Aim: Reproduce all of the rows below, swapping every instance of "a great help" for "greatly appreciated" and leaving everything else unchanged.

|---|

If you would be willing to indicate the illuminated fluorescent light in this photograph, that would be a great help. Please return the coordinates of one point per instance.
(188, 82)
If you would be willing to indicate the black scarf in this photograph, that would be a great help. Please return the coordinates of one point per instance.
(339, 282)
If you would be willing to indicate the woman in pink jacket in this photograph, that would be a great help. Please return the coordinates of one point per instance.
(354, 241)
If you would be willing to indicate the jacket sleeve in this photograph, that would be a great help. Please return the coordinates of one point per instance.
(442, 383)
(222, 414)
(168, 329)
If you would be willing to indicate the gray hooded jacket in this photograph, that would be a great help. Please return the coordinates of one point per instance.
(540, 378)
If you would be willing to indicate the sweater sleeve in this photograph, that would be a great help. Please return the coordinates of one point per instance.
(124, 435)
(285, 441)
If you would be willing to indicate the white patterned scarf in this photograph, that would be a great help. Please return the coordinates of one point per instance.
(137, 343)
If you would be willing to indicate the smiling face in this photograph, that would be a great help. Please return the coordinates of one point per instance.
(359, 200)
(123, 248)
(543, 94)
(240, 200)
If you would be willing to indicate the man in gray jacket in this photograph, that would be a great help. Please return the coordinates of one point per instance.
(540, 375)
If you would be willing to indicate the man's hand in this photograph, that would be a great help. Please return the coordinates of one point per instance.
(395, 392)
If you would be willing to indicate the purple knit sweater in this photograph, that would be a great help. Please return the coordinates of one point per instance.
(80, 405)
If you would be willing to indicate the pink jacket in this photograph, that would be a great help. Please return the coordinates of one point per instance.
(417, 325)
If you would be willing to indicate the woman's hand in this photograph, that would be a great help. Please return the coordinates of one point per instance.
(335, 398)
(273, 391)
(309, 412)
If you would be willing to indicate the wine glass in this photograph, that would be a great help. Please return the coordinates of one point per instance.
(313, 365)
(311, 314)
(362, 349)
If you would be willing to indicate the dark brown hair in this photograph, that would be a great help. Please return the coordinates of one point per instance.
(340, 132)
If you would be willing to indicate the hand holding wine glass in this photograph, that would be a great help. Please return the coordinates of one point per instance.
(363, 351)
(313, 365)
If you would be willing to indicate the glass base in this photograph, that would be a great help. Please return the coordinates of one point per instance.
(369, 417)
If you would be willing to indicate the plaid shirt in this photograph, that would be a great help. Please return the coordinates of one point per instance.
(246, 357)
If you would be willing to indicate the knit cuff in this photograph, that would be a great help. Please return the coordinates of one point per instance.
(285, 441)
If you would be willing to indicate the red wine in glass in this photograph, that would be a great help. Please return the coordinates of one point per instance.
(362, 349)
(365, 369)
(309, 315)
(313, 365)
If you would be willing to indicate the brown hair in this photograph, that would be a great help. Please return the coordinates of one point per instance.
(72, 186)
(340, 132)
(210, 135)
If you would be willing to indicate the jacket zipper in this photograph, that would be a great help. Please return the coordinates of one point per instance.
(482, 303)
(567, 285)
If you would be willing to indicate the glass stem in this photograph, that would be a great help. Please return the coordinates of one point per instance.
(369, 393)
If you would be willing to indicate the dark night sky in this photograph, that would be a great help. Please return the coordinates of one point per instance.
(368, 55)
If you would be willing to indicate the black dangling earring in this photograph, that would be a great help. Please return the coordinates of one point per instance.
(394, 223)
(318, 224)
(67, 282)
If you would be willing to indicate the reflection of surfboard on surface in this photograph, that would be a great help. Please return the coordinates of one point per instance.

|---|

Written solution:
If you would be willing to indicate the illuminated fluorescent light in this photograph, that would be greatly appreciated. Please return the coordinates of one point per instance.
(188, 82)
If you would be willing to indicate the black scarf in this photograph, that would be greatly appreciated. Please return the coordinates of one point per instance.
(339, 282)
If you would be willing to indicate the woman in pink jacket in this photograph, that would be greatly appreciated. Please return the coordinates of one point per instance.
(354, 241)
If you would be willing to indicate the jacket sleeve in this photograph, that would be greatly appreciated. Please return the coordinates of one point per instance.
(442, 383)
(222, 414)
(168, 329)
If you would be willing to indicate the gray hooded jacket in this photograph, that would be greatly appreciated. Please return the coordinates of one point per instance.
(540, 378)
If you would be willing to indicate the sweater sleeve in this photograph, that would be greatly appreciated. Please return the coordinates of one point per instance.
(124, 435)
(285, 441)
If you would be willing to indicate the white patterned scarf in this photograph, that would be greatly appreciated. Please return the coordinates of one point per instance.
(137, 343)
If you would be willing to indicate the smiling face in this photograph, that would be greatly appreciated. Please return the coordinates of one point per instance.
(359, 200)
(123, 248)
(543, 94)
(240, 200)
If you would be willing to indicate the man in gray jacket in this photograph, that would be greatly appreciated. Please return the coordinates of one point per instance.
(540, 375)
If you would be willing to indicate the man's hand in this photograph, that would be greatly appreciated. Please return the coordinates of one point per instance.
(395, 392)
If you would be willing to indicate the purple knit sweater in this photograph, that would be greatly appreciated. Please return the coordinates of one point per instance.
(80, 405)
If you would be willing to indicate the pink jacket in this photograph, that would be greatly appreciated. Please return the coordinates of one point per instance.
(417, 325)
If you would be willing to indicate the woman's hand in this photograph, that would be greatly appreciated. Please return the coordinates of one point per instance.
(335, 398)
(273, 391)
(309, 412)
If you would be willing to indicate the wine glass in this photograph, that would be greatly appreciated. Please return the coordinates of one point per instance.
(313, 365)
(311, 314)
(362, 349)
If you would be willing to indicate the dark brown hair in this photograph, that would be greatly appreciated. Please return the coordinates of one point per instance.
(340, 132)
If you would be willing to indicate the hand holding wine glass in this photograph, that would be greatly appreciated. Please return the coordinates of one point per instance.
(363, 351)
(313, 365)
If you would be willing to indicate the glass base in this photograph, that would be greatly appreciated. Please return the coordinates of one point per instance.
(369, 417)
If you would be willing to indicate the plaid shirt in this photograph, that would be greatly appreciated. Please return the coordinates of one point per instance.
(246, 357)
If you would be willing to indicate the knit cuff in this photograph, that would be greatly appreciated. Please return the coordinates of one point per instance.
(285, 441)
If you would be willing to indicate the red wine in glass in this photograph, that would be greatly appreciated. Please return the coordinates of one point per instance.
(362, 349)
(365, 369)
(309, 315)
(313, 365)
If you would be willing to indicate the brown hair in this photograph, that would be greatly appreciated. Please return the coordinates of one point per instance.
(72, 186)
(340, 132)
(210, 135)
If you would be willing to indicate the jacket zipper in this photograph, that would be greatly appreciated. Please return the coordinates of one point per instance.
(482, 303)
(567, 285)
If you would be willing to indicate the glass stem in this photograph, that would be greatly appreciated. Please return the coordinates of one point per instance.
(369, 393)
If you would be willing to indicate the dark night sky in this photograph, that would be greatly appreciated. Please return the coordinates of one point per instance.
(368, 55)
If you would be willing to indicate the black dangling earring in this photograph, that would be greatly appreciated. Please return the coordinates of one point per instance.
(394, 223)
(318, 224)
(67, 282)
If you would be willing to indicate the reflection of surfboard on surface in this photograph, that would be greatly appreciated. Please return the coordinates of one point per instance.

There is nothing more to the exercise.